GIVEN DATA
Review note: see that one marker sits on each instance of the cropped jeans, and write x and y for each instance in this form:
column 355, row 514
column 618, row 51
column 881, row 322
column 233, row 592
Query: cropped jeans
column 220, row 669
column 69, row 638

DESCRIPTION OF THE TASK
Write out the entire listing exactly.

SOLUTION FOR THIS TASK
Review note: see that one marker sits on each instance of the cropped jeans, and write x and y for each instance in this form:
column 355, row 514
column 618, row 51
column 881, row 322
column 233, row 592
Query: cropped jeans
column 220, row 669
column 69, row 638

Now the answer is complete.